Tasks for this exercise:
1. On the loopz page, how long had the training been running when the screen went dark?
2. Return the part of the loopz page that begins at the words "Then your screen" and ends after the words "has timed out.", copied word for word.

==== Source excerpt

GitHub - Shiv0087/loopz: Crash-safe resume for any Python loop — including full ML training state.

"You are not losing code. You are losing time. Your most irreplaceable resource."

💀 The Problem Every Developer Has Felt

It is 2 AM.

You started training 6 hours ago. The loss curve is finally going down. The accuracy is climbing. You can see the finish line.

Then your screen goes dark.

Epoch 31/50 ━━━━━━━━━━━━━━━━━━━━━━ 62% | loss: 0.38 | acc: 71.4%

💥 Colab session disconnected.
   Your runtime has timed out.

You stare at it for a full minute.

Then you restart. From epoch 1. Again.

This is not a rare edge case. This is the daily reality of every ML engineer, every data scientist, every student running experiments on a laptop that might die, a Colab that will disconnect, a server that will restart.

Every year, millions of GPU-hours are wasted on work that was already done. Not because the models were wrong. Because the infrastructure failed and there was no safety net.

loopz is that safety net. One decorator. That is it.

========
==== Given data

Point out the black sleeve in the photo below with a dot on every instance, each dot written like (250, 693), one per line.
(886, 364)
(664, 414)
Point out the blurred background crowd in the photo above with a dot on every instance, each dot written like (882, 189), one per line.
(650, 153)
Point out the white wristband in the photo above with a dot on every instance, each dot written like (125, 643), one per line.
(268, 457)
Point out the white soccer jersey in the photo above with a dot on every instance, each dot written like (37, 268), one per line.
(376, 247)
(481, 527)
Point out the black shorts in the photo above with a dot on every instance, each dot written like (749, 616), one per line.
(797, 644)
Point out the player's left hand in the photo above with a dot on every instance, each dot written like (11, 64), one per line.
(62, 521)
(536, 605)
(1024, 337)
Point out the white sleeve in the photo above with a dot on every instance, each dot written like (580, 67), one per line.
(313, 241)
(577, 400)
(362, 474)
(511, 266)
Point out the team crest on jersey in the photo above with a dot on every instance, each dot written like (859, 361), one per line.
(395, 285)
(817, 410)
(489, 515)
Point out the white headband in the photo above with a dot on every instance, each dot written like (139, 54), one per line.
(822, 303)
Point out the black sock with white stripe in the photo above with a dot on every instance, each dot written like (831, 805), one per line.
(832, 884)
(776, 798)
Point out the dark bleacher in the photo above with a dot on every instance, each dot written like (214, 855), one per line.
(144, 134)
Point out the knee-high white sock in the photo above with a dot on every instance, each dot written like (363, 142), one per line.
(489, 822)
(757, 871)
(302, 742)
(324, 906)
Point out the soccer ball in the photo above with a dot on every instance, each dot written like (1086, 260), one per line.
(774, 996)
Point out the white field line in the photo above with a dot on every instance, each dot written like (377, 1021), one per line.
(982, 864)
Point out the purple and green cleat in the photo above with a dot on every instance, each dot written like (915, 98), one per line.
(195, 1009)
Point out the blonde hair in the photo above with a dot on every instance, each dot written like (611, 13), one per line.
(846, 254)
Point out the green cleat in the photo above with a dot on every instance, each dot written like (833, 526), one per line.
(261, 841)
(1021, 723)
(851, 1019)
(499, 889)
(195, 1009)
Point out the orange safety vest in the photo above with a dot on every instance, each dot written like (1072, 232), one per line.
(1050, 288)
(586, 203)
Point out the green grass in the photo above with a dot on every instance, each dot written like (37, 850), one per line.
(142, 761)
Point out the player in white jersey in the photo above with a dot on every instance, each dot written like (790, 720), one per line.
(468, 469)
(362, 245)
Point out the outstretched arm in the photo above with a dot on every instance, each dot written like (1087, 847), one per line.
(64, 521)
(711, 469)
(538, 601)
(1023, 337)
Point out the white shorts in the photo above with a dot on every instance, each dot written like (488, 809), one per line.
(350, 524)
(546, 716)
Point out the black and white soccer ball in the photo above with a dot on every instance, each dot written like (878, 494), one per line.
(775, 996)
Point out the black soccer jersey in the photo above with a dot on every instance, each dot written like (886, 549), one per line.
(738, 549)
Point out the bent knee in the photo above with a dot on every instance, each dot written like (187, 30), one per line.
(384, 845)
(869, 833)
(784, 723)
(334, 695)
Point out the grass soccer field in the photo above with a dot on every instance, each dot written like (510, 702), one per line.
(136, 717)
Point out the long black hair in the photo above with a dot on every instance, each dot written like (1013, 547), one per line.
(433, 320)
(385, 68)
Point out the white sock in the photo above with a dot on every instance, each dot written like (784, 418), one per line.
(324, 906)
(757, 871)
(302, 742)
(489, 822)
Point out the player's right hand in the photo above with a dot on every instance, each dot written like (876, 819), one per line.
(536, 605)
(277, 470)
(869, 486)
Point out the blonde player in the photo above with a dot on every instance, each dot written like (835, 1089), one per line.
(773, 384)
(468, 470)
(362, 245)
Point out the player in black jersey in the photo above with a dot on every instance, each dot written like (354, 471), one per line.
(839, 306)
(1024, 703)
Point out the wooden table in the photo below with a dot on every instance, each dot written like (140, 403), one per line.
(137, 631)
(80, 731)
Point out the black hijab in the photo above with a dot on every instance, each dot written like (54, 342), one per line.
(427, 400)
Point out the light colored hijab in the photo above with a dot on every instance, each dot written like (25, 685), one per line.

========

Solutions to the exercise:
1. Six hours.

2.
Then your screen goes dark.

Epoch 31/50 ━━━━━━━━━━━━━━━━━━━━━━ 62% | loss: 0.38 | acc: 71.4%

💥 Colab session disconnected.
   Your runtime has timed out.